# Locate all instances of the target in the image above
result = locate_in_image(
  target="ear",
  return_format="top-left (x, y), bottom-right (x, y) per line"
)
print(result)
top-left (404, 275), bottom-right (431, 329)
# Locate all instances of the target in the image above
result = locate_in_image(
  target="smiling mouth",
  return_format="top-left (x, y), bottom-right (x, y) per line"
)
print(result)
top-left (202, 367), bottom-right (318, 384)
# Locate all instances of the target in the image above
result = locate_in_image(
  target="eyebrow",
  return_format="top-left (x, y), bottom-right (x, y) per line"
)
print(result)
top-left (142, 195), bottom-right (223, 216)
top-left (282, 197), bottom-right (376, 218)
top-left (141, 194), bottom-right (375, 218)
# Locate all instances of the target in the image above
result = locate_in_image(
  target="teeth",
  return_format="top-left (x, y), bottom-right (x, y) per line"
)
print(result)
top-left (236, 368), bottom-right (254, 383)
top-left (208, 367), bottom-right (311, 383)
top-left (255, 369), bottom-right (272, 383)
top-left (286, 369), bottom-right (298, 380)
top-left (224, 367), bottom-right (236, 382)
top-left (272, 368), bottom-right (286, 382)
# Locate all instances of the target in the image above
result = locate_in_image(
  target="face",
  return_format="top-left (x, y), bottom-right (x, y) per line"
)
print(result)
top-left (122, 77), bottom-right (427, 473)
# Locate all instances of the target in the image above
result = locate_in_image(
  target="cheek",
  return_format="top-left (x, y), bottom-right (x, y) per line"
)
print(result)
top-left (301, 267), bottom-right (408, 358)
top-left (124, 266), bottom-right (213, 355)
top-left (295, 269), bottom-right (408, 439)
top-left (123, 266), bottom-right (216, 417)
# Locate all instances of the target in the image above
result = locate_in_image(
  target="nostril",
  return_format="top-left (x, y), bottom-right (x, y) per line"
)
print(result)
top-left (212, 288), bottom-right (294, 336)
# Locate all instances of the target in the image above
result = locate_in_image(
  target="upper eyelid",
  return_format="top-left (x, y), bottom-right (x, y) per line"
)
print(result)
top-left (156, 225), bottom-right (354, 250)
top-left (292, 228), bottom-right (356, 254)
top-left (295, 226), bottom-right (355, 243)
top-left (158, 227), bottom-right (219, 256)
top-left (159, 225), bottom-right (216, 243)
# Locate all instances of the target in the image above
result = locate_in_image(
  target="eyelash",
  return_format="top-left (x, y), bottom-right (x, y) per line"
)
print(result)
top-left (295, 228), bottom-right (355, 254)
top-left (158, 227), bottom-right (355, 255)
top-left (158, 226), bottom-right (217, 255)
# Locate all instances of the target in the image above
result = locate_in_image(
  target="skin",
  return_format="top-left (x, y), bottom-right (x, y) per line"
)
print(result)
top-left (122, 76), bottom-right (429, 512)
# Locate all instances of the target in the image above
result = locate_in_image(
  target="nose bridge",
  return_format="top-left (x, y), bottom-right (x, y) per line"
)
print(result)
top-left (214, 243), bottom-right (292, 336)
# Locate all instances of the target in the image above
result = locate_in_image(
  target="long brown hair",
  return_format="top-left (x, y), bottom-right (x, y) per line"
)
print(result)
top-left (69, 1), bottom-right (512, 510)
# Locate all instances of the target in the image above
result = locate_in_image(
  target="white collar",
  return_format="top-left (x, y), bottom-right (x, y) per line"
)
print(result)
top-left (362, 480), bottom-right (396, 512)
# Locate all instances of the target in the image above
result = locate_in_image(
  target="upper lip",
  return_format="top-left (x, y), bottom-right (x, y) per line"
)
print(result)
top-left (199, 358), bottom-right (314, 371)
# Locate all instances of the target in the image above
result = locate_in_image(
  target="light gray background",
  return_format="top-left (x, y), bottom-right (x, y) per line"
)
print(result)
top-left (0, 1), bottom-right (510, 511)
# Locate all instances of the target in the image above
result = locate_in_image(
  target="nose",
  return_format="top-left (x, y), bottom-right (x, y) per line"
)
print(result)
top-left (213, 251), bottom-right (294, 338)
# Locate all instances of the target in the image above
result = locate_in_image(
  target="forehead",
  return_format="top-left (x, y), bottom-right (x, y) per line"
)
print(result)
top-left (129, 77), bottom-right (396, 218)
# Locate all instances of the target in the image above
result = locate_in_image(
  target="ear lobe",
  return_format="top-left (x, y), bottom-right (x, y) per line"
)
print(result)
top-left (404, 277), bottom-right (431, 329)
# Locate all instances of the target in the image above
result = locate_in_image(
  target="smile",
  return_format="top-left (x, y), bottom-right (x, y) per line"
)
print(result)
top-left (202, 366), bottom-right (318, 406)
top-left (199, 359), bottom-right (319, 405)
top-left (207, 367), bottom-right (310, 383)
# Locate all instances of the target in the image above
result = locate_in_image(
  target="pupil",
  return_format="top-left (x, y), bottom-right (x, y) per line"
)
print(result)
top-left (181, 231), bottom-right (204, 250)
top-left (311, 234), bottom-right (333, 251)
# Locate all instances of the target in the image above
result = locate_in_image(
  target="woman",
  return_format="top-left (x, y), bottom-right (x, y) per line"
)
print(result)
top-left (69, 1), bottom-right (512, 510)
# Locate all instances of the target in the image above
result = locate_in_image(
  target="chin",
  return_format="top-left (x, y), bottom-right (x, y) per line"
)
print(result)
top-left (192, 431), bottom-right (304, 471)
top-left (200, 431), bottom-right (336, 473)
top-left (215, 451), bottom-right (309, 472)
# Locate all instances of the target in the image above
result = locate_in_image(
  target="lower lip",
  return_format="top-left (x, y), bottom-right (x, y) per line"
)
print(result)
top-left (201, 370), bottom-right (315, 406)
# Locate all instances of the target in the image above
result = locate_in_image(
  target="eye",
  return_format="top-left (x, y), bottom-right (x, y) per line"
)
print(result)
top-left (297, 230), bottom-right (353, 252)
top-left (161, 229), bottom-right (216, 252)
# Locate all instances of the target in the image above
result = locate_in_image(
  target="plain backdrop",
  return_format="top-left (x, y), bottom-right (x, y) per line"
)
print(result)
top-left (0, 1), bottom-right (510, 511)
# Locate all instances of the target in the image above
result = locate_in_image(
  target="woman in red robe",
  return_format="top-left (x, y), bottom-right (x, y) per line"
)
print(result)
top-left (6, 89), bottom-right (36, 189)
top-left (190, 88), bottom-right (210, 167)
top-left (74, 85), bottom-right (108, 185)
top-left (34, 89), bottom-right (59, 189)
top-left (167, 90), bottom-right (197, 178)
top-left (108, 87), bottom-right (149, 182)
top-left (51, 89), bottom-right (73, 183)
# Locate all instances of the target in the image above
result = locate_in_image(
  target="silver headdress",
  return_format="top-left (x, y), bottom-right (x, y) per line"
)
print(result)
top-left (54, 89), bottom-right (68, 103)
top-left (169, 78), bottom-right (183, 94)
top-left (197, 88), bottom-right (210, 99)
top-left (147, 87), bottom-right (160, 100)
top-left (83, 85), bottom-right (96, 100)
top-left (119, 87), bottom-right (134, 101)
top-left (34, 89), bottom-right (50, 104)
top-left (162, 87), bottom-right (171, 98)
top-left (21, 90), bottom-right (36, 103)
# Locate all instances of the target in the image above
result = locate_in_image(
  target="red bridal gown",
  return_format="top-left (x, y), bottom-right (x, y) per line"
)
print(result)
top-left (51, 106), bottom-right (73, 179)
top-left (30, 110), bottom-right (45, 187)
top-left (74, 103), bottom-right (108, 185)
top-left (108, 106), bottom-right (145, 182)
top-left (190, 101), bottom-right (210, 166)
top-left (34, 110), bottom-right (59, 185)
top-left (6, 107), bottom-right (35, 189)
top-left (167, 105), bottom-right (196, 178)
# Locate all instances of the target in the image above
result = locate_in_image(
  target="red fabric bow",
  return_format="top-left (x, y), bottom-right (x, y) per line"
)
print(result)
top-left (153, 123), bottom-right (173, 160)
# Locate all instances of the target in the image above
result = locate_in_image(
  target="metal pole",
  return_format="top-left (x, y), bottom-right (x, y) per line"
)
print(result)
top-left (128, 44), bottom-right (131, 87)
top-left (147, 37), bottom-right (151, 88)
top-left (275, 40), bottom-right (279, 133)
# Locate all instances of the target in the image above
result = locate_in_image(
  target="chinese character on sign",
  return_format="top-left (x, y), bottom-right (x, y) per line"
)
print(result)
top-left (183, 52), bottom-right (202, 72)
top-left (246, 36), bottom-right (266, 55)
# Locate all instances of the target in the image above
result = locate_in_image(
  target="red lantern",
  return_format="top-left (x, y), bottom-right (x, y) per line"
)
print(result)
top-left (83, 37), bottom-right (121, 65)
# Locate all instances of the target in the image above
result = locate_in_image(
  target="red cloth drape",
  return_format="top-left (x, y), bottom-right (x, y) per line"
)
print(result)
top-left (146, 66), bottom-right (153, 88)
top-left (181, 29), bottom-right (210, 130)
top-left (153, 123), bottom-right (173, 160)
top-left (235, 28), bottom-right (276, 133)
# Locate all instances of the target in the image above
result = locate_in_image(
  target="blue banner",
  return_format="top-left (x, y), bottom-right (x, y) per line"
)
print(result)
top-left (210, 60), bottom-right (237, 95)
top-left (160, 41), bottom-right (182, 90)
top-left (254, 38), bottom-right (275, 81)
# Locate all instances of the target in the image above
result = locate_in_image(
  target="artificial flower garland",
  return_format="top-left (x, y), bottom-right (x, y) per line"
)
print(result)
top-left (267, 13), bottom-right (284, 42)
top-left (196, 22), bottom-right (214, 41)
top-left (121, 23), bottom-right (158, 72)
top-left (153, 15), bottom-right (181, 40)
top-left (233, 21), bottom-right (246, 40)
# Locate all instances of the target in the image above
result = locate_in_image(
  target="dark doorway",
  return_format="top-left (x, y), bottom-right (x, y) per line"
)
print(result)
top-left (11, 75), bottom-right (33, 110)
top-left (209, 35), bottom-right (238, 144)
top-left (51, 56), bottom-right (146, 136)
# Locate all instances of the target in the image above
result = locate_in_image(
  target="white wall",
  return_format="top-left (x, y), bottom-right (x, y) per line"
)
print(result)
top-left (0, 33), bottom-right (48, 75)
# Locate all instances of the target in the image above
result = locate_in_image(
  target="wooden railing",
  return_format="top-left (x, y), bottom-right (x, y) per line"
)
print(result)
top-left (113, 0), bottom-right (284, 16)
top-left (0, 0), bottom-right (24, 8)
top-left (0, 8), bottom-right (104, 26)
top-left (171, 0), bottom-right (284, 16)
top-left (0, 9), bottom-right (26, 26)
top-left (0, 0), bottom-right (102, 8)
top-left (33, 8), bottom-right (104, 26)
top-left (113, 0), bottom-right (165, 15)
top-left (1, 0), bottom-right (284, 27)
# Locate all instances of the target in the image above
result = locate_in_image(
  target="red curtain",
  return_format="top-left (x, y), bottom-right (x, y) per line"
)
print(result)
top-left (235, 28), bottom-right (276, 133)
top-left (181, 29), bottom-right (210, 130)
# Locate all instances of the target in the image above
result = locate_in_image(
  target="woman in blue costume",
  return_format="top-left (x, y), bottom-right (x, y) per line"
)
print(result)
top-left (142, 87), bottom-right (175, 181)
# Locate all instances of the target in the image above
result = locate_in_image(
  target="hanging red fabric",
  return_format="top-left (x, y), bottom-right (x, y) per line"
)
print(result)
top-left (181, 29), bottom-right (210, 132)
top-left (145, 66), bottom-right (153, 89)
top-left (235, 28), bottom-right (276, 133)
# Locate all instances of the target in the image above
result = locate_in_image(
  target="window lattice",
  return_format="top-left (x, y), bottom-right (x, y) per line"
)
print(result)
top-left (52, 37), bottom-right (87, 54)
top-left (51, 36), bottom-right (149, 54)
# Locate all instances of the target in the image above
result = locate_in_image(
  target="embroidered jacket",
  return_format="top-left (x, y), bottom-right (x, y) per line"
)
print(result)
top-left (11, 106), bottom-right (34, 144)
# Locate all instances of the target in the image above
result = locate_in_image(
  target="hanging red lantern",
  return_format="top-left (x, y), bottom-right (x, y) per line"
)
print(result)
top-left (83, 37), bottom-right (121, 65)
━━━━━━━━━━━━━━━━━━━━
■ **To do**:
From the material above, copy every line where the word "blue" is found.

■ **Problem solution**:
  target="blue banner",
  target="woman in blue costume",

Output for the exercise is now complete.